Exercise instructions
1. Translate this sentence from the CrediRAG article into Spanish: "In an era where fake news spreads faster than ever, misinformation poses a distinct threat to public discourse and decision-making."
2. The opening paragraph of the CrediRAG article suggests ways to check whether a Reddit post is misinformation. List each one.

Extracted text

Detecting Misinformation with AskNews and Qdrant — CrediRAG

Emergent Methods
6 min readNov 27, 2024

--

If you suspect a Reddit post might be misinformation, how would you check? You could search for relevant information in the news across all languages, countries, and through time. You might build out a timeline of events, and extract the factual consistencies and inconsistencies present in the news articles. You may even look at the Reddit post author and commenters to check which other posts they have written or commented on.

Sounds laborious.

In an era where fake news spreads faster than ever, misinformation poses a distinct threat to public discourse and decision-making. Contrary to popular belief, the latest tools, like LLMs and Vector databases, are stymieing the propagation misinformation rather than facilitating it.

For example, Qdrant’s unique ability to accurately index millions of multi-lingual news articles, enables fast retrieval of highly relevant news context across numerous languages and sources. It may not be obvious, but when hundreds or thousands of relevant news articles can be retrieved quickly across any language, we enter the new world where we can feed all those competing perspectives to a state of the art LLM, building a timeline of events and extracting factual consistences/inconsistencies, all in a matter of seconds.

That all sets the stage for a highly resolved picture of multi-lingual context surrounding a possible fake news post — more context equals higher accuracy when classifying misinformation.

Indeed, these tools and methods yield a 95% misinformation detection accuracy (26% higher than previous state of the art methods). Check out the full paper here: https://arxiv.org/pdf/2410.12061, written by some of the best minds in the UTexas Center for Autonomy:

We use the AskNews corpus to dynamically retrieve relevant similar news articles to the submission body of a post [43]. The AskNews API provides an efficient way to integrate real-time news into LLM applications. Using its RAG architecture, AskNews processes over 300,000 articles daily, embedding them into a vector database that can be queried with natural language

The Challenge: Fighting Misinformation with Precision

The main issue with traditional misinformation detection methods is their reliance on either static classifiers or text-based approaches that lack the ability to incorporate the rich, dynamic context provided by evolving news stories, user interactions, and network structures on social media. These methods often suffer from:

  1. Omission of Social Context: They do not utilize user interaction data, such as comment threads and network relationships, which can provide critical insights into the propagation and credibility of information.

Data for review

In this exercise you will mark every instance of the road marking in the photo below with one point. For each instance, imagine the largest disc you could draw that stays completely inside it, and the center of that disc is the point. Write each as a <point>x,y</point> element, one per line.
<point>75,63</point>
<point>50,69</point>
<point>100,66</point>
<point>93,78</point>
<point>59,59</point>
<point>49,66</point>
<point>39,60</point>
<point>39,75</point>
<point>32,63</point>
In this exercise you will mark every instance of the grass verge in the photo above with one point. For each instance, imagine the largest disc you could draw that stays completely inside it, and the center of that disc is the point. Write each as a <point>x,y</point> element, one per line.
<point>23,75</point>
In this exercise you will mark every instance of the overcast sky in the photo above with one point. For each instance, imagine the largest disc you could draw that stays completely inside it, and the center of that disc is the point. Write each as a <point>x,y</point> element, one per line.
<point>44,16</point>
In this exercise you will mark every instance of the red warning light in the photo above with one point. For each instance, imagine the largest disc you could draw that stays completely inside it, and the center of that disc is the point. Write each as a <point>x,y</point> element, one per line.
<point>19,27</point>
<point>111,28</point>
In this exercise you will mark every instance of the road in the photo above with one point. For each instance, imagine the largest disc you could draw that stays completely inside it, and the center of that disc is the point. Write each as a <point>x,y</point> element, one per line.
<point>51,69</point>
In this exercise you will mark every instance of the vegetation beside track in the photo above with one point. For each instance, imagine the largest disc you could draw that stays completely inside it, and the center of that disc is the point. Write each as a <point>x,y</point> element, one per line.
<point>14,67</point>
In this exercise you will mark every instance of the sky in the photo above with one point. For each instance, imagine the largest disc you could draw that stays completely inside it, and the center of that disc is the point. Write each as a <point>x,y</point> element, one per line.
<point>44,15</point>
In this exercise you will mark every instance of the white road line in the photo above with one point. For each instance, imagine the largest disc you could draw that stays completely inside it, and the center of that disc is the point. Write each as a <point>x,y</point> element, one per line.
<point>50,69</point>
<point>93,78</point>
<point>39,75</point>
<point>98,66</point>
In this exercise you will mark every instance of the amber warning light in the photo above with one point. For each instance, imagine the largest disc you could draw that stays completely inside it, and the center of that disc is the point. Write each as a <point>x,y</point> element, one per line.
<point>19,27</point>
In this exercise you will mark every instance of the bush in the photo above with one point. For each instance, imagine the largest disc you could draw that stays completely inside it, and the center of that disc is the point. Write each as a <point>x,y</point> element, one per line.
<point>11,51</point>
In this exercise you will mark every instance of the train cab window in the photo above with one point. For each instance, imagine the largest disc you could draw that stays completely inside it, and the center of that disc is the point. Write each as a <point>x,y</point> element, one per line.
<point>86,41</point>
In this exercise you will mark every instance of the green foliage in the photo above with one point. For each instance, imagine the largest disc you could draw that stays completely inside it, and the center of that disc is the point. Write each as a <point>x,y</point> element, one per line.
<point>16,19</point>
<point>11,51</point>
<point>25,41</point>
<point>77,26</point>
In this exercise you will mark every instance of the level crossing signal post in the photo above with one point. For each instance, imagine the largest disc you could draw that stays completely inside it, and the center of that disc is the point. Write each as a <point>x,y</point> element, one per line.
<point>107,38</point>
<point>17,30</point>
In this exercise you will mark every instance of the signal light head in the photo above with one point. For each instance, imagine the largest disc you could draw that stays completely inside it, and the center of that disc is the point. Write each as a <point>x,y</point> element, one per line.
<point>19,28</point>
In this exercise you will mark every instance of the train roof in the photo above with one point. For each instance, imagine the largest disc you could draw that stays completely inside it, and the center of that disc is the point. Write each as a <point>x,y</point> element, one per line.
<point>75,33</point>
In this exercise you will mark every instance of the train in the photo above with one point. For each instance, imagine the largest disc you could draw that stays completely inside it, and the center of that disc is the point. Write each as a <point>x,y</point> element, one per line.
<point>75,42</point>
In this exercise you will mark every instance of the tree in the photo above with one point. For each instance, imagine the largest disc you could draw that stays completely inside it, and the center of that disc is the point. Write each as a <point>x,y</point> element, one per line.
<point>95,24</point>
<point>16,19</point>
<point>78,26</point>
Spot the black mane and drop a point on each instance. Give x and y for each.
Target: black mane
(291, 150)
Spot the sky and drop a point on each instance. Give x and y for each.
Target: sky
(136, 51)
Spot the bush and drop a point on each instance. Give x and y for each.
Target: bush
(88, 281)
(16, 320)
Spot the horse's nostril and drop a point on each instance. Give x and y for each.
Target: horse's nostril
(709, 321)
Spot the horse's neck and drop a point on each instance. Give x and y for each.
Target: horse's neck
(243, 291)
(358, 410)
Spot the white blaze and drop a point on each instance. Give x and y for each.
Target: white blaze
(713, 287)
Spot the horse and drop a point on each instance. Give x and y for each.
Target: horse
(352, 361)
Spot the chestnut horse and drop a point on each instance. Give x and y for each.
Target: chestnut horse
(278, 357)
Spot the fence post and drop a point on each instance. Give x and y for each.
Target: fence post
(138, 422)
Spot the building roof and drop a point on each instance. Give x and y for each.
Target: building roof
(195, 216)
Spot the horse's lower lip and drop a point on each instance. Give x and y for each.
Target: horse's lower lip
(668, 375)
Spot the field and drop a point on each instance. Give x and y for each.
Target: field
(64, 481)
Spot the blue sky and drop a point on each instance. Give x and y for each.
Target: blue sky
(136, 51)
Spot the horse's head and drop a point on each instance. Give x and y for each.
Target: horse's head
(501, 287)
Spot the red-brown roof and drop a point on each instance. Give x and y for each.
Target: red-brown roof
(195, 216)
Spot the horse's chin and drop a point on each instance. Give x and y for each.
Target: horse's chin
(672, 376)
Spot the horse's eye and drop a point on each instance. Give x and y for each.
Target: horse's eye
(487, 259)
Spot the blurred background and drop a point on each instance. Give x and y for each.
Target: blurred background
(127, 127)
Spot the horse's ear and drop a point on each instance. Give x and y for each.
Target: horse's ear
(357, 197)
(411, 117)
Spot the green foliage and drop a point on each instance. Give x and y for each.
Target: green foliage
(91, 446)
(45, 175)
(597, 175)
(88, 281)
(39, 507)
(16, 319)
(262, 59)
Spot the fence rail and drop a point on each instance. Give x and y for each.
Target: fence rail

Solutions to each task
1. En una era en la que las noticias falsas se difunden más rápido que nunca, la desinformación representa una amenaza particular para el discurso público y la toma de decisiones.

2.
- Search for relevant information in the news across all languages, countries, and through time.
- Build out a timeline of events.
- Extract the factual consistencies and inconsistencies present in the news articles.
- Look at the Reddit post author and commenters to check which other posts they have written or commented on.